Dokumen Sumber.
Catatan terhadap Pasal 99 ayat (1) UUPPLH
setelah berlakunya Undang-Undang Cipta Kerja
1.
Pasal 99 ayat (1) UUPPLH, berbunyi:
“Setiap orang yang karena kelalaiannya mengakibatkan dilampauinya baku mutu
udara ambien, baku mutu air, baku mutu air laut, atau kriteria baku kerusakan lingkungan
hidup, dipidana dengan pidana penjara paling singkat 1 (satu) tahun dan paling
lama 3 (tiga) tahun dan denda paling sedikit Rp1.000.000.000,00 (satu miliar
rupiah) dan paling banyak Rp3.000.000.000,00 (tiga miliar rupiah).”
Penjelasan: Cukup jelas.
2. Bahwa arah kebijakan pengaturan mengenai penegakan hukum lingkungan dan kehutanan sejak berlakunya UU Cipta Kerja dipandang sebagai suatu ultimum remedium atau sebagai upaya yang harus dipergunakan sebagai upaya terakhir untuk memperbaiki kelakuan manusia (orang) dan wajarlah apabila orang menghendaki agar hukum pidana dalam penerapannya haruslah disertai dengan pembatasan-pembatasan seketat mungkin.
3. Bahwa berdasarkan ketentuan Pasal 22 angka 32 UU
Cipta Kerja yang di antara Pasal 82 dan Pasal 83 disisipkan 3 (tiga) Pasal,
yakni Pasal 82A, Pasal 82B dan Pasal 82C.
Pasal 82A UU
Cipta Kerja, berbunyi:
Setiap orang yang
melakukan usaha dan/atau kegiatan tanpa memiliki:
a.
Perizinan Berusaha, atau Persetujuan Pemerintah Pusat
atau Pemerintah Daerah sebagaimana dimaksud dalam Pasal 24 ayat (5), Pasal 34
ayat (3), Pasal 59 ayat (1) atau Pasal 59 ayat (4); atau
b. persetujuan dari Pemerintah Pusat atau Pemerintah Daerah
sebagaimana dimaksud dalam Pasal 20 ayat (3) huruf b;
dikenai sanksi
administratif.
Penjelasan: Cukup jelas.
Pasal 82B UU
Cipta Kerja, berbunyi:
(1)
Setiap orang yang melakukan usaha dan/atau kegiatan yang
memiliki:
a. Perizinan Berusaha, atau Persetujuan Pemerintah Pusat
atau Pemerintah Daerah sebagaimana dimaksud dalam Pasal 24 ayat (5), Pasal 34
ayat (3), Pasal 59 ayat (1), atau pasal 59 ayat (4);
b. persetujuan dari Pemerintah Pusat atau Pemerintah Daerah
sebagaimana dimaksud dalam Pasal 20 ayat (3) huruf b; atau
c. persetujuan dari Pemerintah Pusat sebagaimana dimaksud
dalam Pasal 61 ayat (1);
yang tidak sesuai dengan
kewajiban dalam Perizinan Berusaha, atau Persetujuan Pemerintah Pusat atau
Pemerintah Daerah, dan/atau melanggar ketentuan peraturan perundang-undangan di
bidang perlindungan dan pengelolaan lingkungan hidup, dikenai sanksi
administratif.

Soal. Dalam catatan tentang Pasal 99 ayat (1) UUPPLH di atas, baku mutu dan kriteria apa saja yang pelampauannya karena kelalaian diancam pidana? Sebutkan semuanya.

Isi Dataset.
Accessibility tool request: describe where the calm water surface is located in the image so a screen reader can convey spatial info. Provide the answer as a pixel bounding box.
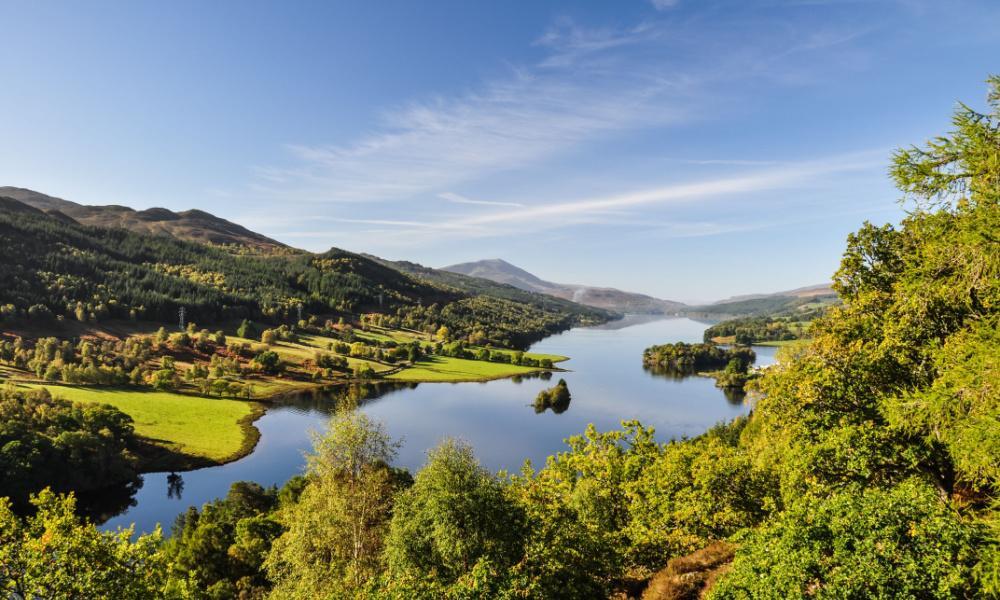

Jawaban.
- baku mutu udara ambien
- baku mutu air
- baku mutu air laut
- kriteria baku kerusakan lingkungan hidup